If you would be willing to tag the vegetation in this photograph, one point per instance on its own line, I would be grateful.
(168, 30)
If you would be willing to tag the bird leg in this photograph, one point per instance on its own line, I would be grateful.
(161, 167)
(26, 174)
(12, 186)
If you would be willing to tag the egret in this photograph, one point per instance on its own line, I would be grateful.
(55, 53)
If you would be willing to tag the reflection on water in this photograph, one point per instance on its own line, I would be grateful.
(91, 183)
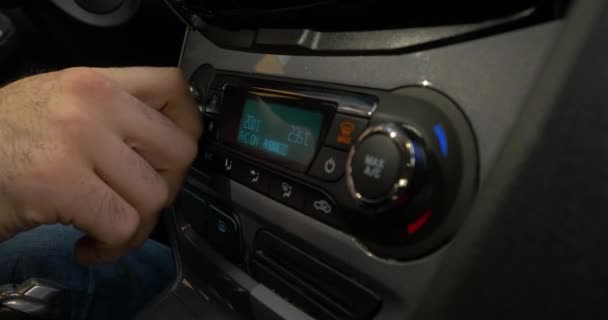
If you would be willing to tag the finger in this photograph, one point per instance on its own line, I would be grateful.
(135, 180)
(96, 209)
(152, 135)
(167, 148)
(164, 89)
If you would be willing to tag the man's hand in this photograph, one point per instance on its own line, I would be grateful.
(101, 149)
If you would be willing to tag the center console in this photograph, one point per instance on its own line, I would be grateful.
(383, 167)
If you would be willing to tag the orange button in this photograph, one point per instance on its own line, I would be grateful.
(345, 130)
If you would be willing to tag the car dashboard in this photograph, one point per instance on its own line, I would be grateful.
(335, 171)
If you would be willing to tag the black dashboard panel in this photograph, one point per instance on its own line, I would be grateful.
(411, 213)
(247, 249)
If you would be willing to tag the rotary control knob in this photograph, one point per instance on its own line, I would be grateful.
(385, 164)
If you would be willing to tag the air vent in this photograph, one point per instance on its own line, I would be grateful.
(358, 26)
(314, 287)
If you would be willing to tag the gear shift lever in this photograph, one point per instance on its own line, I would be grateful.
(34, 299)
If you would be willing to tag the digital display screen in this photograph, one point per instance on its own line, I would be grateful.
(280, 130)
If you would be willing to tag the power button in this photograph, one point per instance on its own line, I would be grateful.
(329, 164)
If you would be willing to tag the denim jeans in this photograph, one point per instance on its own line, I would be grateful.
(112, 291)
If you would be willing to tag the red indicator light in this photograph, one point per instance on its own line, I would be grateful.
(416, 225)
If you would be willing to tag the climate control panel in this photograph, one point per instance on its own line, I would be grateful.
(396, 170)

________________

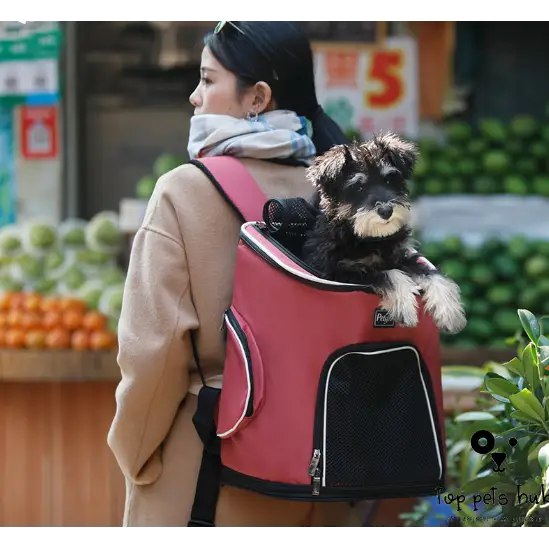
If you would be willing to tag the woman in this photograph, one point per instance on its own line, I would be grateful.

________________

Problem:
Count the lines in the data above that contain the word "dashboard". Give only the number.

Answer to the task:
2